== Task material
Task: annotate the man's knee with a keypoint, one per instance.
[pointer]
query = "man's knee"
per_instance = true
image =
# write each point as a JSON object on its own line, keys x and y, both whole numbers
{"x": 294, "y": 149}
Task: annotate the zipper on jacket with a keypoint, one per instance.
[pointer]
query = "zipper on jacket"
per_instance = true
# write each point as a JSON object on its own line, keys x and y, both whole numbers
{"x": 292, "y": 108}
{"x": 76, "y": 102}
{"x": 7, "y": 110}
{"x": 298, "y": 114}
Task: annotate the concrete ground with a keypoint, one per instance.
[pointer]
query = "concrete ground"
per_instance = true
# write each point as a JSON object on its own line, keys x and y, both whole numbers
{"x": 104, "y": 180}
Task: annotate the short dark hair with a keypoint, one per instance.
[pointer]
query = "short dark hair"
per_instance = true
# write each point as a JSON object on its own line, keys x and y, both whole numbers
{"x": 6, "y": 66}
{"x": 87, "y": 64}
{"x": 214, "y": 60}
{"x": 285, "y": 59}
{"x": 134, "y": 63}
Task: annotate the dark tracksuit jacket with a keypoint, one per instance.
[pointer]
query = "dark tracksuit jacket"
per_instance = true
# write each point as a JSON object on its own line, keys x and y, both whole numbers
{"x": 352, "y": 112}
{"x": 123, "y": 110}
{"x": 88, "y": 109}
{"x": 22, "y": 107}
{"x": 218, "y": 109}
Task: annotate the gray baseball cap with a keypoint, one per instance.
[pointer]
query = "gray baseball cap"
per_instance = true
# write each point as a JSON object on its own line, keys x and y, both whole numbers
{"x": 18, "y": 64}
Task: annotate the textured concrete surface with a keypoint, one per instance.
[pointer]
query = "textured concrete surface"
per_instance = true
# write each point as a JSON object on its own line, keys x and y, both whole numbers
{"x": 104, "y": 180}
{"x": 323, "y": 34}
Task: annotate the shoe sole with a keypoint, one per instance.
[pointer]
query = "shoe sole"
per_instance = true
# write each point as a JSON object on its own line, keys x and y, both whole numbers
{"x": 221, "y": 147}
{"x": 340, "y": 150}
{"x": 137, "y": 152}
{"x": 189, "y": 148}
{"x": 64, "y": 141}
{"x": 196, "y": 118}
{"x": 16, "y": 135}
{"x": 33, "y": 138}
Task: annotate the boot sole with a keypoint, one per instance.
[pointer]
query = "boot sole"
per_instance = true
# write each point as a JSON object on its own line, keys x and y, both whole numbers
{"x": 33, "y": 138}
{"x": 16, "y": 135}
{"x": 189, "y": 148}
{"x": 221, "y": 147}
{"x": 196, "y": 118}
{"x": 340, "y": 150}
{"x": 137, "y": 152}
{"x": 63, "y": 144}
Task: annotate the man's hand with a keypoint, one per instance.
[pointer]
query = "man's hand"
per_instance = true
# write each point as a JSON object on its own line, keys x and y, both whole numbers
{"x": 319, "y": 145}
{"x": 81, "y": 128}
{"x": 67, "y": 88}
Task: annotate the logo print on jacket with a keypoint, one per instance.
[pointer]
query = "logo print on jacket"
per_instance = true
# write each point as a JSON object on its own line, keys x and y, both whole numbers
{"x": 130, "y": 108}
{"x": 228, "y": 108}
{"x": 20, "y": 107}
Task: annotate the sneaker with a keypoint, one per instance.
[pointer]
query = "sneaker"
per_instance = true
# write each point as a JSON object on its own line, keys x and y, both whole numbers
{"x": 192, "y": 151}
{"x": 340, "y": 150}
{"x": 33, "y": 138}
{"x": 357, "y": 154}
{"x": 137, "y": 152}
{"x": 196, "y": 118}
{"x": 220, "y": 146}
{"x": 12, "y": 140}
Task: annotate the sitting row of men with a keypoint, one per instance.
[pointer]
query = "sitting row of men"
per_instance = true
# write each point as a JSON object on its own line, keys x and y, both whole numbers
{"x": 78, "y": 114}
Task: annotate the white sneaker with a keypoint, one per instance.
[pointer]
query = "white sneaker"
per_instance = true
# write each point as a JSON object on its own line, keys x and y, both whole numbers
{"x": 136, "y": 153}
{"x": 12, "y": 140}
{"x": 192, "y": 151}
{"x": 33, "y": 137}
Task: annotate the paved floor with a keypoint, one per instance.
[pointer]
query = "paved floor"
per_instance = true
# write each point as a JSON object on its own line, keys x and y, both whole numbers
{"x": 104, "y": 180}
====
== Task material
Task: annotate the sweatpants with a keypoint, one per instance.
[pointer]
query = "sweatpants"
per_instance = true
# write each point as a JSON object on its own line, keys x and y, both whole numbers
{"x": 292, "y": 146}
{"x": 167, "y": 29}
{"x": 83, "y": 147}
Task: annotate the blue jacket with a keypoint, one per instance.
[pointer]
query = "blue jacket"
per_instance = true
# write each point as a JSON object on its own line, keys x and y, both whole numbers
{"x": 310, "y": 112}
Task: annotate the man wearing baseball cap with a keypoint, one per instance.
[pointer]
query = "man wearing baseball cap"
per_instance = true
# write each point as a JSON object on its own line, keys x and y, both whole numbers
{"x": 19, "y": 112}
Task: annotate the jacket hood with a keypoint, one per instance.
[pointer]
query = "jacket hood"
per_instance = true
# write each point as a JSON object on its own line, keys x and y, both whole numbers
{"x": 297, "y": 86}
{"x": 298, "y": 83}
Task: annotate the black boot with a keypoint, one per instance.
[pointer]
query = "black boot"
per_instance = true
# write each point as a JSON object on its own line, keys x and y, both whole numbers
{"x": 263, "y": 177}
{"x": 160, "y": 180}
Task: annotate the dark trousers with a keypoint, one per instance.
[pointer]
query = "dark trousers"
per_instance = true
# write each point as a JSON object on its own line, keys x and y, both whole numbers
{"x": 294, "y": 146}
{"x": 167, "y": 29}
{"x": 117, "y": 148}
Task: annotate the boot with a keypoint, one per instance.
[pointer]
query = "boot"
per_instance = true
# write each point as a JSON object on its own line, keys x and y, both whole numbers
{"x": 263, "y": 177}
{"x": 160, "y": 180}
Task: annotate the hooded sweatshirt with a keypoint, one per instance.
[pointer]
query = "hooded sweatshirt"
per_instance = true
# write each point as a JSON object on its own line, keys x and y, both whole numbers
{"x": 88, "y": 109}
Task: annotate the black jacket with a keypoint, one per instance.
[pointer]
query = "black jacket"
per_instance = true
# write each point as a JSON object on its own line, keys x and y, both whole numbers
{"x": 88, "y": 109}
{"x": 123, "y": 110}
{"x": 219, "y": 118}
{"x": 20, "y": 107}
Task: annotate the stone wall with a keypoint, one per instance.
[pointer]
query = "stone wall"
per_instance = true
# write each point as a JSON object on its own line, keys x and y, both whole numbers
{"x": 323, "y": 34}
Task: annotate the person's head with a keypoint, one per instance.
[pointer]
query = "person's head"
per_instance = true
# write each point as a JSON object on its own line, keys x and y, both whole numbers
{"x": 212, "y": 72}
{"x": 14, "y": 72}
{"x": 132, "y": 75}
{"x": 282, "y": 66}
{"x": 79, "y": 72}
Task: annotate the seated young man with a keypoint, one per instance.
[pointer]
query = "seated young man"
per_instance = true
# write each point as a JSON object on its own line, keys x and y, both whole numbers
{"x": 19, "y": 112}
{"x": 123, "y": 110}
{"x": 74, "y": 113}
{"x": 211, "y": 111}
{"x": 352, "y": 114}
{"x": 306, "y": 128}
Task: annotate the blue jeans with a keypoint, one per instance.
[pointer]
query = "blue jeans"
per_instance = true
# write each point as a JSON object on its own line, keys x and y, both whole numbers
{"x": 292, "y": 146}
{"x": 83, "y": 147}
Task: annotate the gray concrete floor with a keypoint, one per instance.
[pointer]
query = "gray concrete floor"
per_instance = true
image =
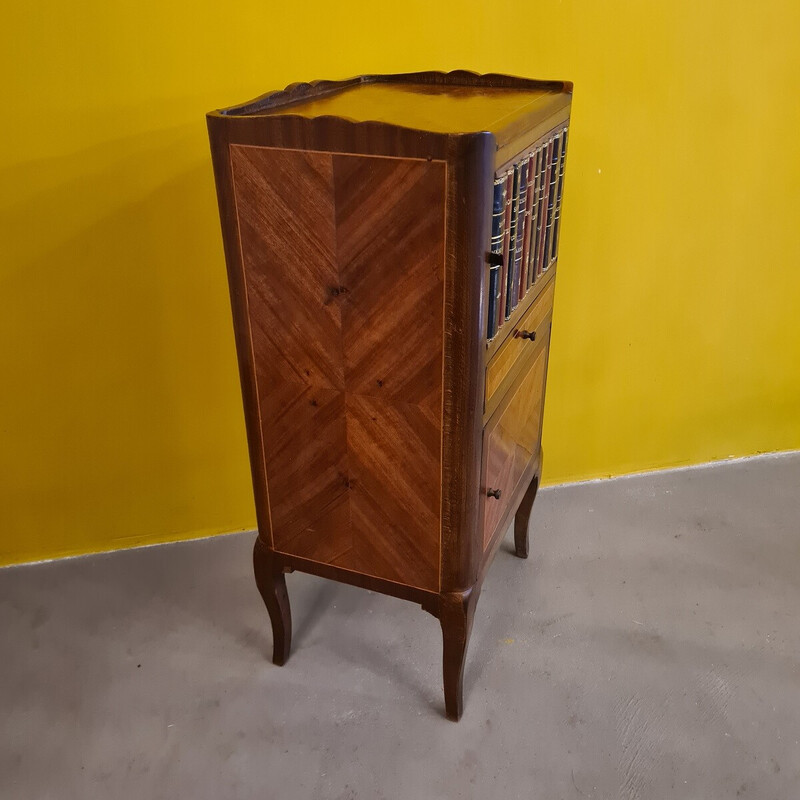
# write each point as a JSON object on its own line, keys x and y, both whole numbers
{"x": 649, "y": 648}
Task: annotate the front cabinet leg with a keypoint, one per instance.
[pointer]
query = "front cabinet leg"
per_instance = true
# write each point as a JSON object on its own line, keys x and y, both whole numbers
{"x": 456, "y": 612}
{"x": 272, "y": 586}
====
→ Given request
Locate every line in the data above that contains the word "boot", and copy each of those lines. Case counts.

→ Expected output
Task: annotate the boot sole with a keypoint, one per instance.
query = "boot sole"
Task: annotate the black boot with a keypoint, one per instance.
query = "black boot"
Task: annotate the boot with a keypoint, one per instance.
query = "boot"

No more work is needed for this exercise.